[[ Excerpted data open ]]
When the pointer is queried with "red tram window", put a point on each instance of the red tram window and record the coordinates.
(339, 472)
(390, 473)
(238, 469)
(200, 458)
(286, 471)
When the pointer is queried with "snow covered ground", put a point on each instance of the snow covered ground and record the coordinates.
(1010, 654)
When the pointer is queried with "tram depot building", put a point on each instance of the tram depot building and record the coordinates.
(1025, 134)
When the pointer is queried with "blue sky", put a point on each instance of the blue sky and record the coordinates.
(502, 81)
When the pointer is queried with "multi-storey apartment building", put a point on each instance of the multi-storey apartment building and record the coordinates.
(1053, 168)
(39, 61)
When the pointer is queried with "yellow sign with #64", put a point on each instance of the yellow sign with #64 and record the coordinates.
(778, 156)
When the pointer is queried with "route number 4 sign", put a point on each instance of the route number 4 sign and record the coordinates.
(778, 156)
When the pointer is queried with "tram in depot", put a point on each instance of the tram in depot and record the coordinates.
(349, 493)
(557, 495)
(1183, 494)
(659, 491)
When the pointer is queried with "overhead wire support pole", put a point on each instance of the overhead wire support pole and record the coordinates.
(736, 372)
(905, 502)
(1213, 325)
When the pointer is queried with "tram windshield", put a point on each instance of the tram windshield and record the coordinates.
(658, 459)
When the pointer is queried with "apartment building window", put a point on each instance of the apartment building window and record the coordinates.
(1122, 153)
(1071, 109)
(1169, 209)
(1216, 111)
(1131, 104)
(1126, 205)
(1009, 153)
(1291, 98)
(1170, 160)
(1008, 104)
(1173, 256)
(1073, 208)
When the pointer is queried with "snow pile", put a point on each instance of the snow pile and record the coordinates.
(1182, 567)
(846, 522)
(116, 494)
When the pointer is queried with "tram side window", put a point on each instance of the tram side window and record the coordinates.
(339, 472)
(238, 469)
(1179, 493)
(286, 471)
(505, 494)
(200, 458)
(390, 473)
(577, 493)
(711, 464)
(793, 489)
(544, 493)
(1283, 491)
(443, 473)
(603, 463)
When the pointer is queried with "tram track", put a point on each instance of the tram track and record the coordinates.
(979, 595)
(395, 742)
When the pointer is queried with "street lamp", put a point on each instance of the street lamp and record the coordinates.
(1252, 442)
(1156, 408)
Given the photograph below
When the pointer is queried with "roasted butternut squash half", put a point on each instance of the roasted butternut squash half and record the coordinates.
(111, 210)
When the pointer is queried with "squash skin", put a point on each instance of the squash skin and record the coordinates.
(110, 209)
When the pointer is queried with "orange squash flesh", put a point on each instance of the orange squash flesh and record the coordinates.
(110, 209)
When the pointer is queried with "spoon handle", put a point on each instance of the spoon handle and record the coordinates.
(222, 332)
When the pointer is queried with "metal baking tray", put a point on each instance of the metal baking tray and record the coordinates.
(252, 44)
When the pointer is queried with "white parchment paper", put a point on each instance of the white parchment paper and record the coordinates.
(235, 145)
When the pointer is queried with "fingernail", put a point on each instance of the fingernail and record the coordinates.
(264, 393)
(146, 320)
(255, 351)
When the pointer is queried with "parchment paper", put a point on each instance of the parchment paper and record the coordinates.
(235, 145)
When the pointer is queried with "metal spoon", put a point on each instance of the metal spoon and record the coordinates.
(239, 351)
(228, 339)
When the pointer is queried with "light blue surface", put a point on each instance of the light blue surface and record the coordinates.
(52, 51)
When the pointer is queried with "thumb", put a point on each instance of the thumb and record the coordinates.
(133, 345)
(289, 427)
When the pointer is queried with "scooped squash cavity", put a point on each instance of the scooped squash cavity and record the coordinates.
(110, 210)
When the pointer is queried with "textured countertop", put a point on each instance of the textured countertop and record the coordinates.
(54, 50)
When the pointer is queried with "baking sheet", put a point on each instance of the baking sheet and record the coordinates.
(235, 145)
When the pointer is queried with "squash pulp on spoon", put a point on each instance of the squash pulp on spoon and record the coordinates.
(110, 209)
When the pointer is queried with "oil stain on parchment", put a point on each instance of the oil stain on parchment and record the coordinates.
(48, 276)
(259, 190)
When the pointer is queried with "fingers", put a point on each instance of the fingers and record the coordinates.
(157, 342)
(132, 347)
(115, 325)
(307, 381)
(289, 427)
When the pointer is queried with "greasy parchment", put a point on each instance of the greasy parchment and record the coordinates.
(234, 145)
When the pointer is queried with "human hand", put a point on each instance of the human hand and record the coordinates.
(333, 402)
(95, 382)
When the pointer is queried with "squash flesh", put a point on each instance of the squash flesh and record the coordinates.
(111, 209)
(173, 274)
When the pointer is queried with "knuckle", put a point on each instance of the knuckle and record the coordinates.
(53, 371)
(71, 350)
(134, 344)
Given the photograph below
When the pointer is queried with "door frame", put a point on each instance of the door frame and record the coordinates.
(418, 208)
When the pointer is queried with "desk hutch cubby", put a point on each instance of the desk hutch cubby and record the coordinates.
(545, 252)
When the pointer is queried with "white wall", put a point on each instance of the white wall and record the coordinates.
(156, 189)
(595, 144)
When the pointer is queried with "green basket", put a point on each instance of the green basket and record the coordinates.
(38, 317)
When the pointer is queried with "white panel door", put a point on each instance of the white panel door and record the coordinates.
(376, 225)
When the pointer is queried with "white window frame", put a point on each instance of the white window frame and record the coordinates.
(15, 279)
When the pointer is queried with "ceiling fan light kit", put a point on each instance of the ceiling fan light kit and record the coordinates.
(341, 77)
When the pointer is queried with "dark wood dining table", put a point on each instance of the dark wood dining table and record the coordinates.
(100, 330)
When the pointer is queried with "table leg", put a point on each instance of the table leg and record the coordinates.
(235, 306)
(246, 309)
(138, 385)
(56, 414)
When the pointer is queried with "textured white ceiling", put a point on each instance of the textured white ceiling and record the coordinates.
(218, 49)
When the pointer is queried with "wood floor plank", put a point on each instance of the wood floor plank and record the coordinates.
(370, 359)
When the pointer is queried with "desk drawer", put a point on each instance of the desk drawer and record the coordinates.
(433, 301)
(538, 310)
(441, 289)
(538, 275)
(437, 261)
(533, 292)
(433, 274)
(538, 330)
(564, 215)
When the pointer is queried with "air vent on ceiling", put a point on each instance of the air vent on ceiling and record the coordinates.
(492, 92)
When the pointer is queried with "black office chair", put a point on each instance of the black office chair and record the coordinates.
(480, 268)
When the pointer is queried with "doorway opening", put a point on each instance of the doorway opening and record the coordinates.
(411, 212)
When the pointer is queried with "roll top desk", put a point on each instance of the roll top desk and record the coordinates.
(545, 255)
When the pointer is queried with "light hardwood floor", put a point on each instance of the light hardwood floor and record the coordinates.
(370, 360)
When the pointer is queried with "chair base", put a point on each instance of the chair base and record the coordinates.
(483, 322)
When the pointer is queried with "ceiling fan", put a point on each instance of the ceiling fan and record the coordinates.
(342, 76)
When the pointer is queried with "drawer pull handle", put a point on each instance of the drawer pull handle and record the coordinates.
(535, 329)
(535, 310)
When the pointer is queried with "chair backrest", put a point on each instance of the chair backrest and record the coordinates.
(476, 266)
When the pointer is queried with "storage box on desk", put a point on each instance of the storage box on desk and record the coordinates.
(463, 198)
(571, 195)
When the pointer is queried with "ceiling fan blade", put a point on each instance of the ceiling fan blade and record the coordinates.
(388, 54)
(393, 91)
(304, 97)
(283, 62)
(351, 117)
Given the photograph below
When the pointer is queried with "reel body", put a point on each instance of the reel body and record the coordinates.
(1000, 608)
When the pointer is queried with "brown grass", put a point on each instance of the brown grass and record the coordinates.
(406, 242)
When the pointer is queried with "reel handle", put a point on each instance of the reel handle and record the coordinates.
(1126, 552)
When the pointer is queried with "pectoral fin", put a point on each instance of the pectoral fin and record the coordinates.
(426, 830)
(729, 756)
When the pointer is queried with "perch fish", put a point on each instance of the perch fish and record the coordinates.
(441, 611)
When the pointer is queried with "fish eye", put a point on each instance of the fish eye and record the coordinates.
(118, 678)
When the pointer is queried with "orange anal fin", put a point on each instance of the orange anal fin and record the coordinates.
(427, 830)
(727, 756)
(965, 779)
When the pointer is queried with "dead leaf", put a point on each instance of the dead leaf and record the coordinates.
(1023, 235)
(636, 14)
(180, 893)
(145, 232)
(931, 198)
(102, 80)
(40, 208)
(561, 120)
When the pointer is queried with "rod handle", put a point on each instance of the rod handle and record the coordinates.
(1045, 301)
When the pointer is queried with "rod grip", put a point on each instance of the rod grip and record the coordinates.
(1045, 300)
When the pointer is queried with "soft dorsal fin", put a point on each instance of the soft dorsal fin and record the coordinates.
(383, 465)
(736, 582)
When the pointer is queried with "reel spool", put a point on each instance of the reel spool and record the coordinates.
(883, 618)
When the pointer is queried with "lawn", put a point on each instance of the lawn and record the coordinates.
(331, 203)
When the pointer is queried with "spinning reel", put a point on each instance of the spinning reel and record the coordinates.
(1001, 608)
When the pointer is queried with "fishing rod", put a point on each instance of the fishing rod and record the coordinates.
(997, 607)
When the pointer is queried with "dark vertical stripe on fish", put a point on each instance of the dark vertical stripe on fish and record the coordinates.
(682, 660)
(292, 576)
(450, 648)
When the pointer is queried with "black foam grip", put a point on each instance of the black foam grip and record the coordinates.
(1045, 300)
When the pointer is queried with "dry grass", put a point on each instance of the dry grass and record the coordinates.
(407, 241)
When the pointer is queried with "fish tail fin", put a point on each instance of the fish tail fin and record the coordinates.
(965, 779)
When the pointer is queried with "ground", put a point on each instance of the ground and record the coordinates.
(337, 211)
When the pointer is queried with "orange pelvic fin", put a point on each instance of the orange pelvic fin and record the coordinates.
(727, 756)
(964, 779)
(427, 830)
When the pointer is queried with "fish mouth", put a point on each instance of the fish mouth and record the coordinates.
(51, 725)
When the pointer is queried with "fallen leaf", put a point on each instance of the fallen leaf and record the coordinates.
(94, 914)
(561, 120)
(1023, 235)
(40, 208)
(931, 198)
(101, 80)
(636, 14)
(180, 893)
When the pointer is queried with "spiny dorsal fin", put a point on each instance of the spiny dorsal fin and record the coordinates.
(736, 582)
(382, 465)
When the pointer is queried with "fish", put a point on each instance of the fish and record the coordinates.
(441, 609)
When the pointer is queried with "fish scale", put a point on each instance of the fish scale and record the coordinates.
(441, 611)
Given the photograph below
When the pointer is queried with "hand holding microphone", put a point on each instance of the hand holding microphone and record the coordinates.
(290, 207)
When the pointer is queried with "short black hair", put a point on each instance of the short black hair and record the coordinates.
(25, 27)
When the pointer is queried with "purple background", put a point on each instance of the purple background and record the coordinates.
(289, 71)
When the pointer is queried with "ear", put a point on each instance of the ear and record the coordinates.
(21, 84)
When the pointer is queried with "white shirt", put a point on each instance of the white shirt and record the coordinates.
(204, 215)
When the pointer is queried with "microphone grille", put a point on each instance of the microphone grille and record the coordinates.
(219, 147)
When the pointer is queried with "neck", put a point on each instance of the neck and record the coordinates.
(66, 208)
[[ Excerpted data closed ]]
Your objective> Set down no line except those from the one with "neck and record the coordinates." to the last line of the data, inclusive, each exactly as written.

Solution for this task>
When the pointer is queried with "neck", put a point on each instance of the neck and record the coordinates.
(66, 208)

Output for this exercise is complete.